--- Extrait à lire ---
----
Azimut brutal

Parallèle 45 / Azimuth brutal est un voyage infra-ordinaire, une expérience artistique qui invite à s’interroger sur notre représentation du territoire.
Cherchant à expérimenter le voyage et ses frontières immatérielles, Nicolas Lux, photographe à l’initiative du projet, a voulu se contraindre à un itinéraire original, pourtant
si proche, poursuivant l’idée que l’aventure n’est pas dans l’éloignement mais dans chaque déplacement. La plus courte distance entre deux points étant la ligne droite, celle-ci est alors apparue comme une évidence. Traçant une ligne droite d’un bout à l’autre de la Dordogne, le 45e parallèle Nord est situé à égale distance entre l’équateur et le pôle
Nord, entre les grands chauds et grands froids. On dit de lui qu’il incarne la tempérance et l’équilibre. Entraînant dans son périple Frédéric Roumagne, musicien, et Christophe Dabitch, écrivain, avec comme contrainte suprême ce tracé invisible sur terre, il a inventé avec eux
un chemin qui n’existe pas dans une marche réalisée en septembre 2015 et aujourd’hui une installation dans laquelle photographies, sons et extraits de textes rendent cette ligne
symbolique perceptible.
Tout le monde rêve d’ailleurs et ailleurs c’est partout.

Photos…

série « Azimut brutal »

Textes

Point de départ

Parallèle 45 / Azimuth brutal
Tout est parti de l’envie de questionner autrement le voyage, d’essayer de briser l’idée tenace qui tient à ce que l’élément principal qui rend le voyage possible réside dans l’éloignement. Ce rêve doux et inaccessible répond à une logique commerciale qui nous est vendue pour évasion. Dans ce cas le voyage est alors une marchandise, un catalogue d’exotisme qui vient assouvir une frustration trop contenue.
----
--- Matériel ---
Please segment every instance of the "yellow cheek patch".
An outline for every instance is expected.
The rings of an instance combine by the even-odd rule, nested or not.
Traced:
----
--- Actions à mener ---
**a)** Répondez aux questions suivantes sur le texte sur Azimut brutal, une réponse par ligne, numérotée comme la question.
(i) En quel mois et quelle année la marche a-t-elle été réalisée ?
(ii) Quel département le 45e parallèle Nord traverse-t-il en ligne droite ?
(iii) Dans la partie « Point de départ », à quoi le voyage devenu marchandise est-il assimilé ?
**b)** Poursuivez, s'il vous plaît, le texte sur Azimut brutal après sa dernière phrase.

--- Réponses par tâche ---
**a)**
(i) En septembre 2015.
(ii) La Dordogne.
(iii) À un catalogue d'exotisme qui vient assouvir une frustration trop contenue.

**b)**
La question du point de vue dans lequel nous nous situons sur Terre étant toute relative, chacun habitant un « bout du monde », est-il possible de créer les conditions qui rendent cet ailleurs possible ?
Avec Parallèle 45 / Azimuth brutal, mon souhait a été d’expérimenter la possibilité du voyage sur un territoire prétendu connu, le mien, celui où je vis, en annihilant de facto toute forme d’éloignement. Il s’agissait de se contraindre à un trajet nouveau, libre et vierge d’intérêts connus. Les cartes sont venues à nouveau apporter une réponse, faisant de cette ligne droite, plus court chemin entre deux points, quintessence du tracé, une évidence.
Il a donc été décidé de concevoir un voyage réel mais sur un itinéraire qui ne l’est pas. En septembre 2015, invitant Frédéric Roumagne et Christophe Dabitch à venir se confronter à ce nouvel espace, accompagné d’un quatrième camarade dont le rôle aura été de nous ouvrir la route, nous sommes partis sur les 113 km que le Parallèle 45 parcourt en Dordogne. Sept jours de marche et 148 km après, devant le fait accompli, nous avons constaté que marcher en ligne droite est quasiment impossible, même avec les meilleurs outils techniques, en témoignent les 35 km qui sont venus s’ajouter, évaporés dans nos pas et qui forment la poésie de notre démarche.
Cette marche s’est voulue comme une expérience, un laboratoire artistique s’inspirant du Land Art, ou bien encore du Situationnisme, refusant toute forme simpliste du spectaculaire.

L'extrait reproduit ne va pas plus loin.